WHAT IS BEING ASKED »
Which lines below fall between the one containing "Target: wooden sign post" and the one containing "Target: sky"? Repeat them exactly, counting both of those lines, and add nothing else.

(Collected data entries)
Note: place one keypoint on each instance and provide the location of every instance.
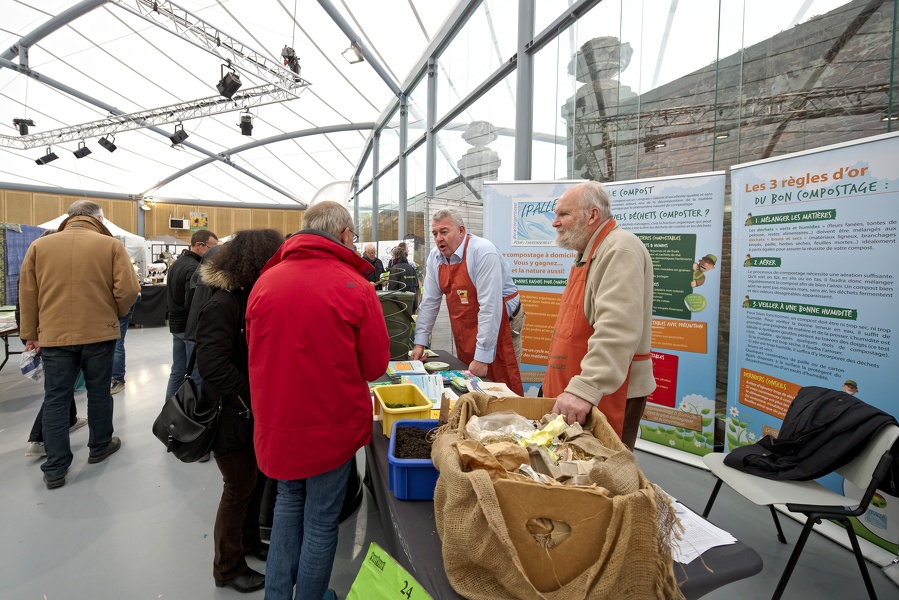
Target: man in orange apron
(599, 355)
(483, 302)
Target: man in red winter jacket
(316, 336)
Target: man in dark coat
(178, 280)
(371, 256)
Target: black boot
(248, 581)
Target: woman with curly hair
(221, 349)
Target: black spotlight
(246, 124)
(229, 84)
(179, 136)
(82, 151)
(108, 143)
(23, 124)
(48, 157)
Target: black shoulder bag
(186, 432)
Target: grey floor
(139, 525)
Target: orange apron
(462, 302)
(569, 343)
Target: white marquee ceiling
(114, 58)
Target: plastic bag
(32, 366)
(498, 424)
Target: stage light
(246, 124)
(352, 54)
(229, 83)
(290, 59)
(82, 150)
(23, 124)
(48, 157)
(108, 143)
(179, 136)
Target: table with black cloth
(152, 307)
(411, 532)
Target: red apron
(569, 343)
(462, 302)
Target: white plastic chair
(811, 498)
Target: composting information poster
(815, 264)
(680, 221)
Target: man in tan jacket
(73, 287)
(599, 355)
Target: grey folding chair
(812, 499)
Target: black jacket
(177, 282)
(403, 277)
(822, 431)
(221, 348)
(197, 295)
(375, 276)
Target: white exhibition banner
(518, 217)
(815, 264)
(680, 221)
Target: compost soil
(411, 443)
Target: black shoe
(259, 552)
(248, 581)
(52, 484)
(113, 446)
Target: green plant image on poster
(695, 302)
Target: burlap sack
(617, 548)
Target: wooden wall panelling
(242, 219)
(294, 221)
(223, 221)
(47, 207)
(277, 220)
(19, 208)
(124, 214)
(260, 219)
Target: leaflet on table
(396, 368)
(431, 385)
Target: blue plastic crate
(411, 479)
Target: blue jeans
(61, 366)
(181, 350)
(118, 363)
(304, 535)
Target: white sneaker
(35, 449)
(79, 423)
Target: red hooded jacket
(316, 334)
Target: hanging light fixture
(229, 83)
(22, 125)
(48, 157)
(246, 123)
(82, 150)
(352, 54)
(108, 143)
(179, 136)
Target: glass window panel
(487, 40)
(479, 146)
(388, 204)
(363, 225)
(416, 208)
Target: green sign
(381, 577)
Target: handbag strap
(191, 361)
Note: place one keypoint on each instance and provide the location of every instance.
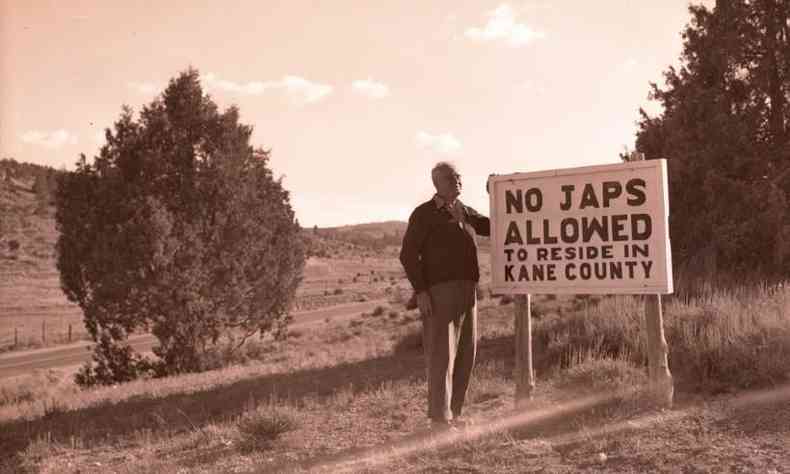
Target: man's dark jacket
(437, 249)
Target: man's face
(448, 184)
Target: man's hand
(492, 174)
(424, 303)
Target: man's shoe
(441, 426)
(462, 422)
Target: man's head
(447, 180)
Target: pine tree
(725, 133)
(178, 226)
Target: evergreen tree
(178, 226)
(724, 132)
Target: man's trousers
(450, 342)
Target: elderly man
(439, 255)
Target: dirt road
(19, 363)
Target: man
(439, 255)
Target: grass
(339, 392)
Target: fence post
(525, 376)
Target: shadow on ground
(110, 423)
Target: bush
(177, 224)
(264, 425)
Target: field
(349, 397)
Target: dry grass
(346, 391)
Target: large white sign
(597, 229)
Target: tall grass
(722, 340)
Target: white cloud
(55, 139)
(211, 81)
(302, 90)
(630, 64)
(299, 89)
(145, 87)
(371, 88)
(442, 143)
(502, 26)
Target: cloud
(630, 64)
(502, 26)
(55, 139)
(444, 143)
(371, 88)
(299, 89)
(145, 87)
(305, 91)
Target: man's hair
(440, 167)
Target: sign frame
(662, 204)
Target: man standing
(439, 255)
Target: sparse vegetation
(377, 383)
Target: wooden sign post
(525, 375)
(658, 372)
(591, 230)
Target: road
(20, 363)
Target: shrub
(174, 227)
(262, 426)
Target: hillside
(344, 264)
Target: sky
* * *
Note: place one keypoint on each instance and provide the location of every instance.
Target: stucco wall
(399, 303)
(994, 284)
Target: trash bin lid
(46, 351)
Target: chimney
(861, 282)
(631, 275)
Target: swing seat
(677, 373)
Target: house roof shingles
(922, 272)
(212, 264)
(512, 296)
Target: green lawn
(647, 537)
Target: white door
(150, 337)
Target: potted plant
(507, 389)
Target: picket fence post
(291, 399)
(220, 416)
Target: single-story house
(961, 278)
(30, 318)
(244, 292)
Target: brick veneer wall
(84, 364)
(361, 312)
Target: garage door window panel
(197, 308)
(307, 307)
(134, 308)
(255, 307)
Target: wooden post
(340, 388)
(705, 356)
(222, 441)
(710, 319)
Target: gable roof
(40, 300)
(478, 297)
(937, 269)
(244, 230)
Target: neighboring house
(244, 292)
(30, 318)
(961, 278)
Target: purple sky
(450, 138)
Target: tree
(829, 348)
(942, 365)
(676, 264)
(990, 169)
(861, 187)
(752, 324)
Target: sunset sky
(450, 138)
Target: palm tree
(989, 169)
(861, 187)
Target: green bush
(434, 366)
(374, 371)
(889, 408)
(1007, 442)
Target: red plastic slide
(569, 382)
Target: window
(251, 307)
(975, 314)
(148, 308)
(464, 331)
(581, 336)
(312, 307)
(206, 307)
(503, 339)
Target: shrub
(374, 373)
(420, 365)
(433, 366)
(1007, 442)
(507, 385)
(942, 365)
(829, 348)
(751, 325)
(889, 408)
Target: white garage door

ANSWER TO THIS TASK »
Target: wooden sign post
(525, 375)
(658, 372)
(591, 230)
Target: road
(20, 363)
Target: shrub
(174, 227)
(262, 426)
Target: hillside
(344, 264)
Target: sky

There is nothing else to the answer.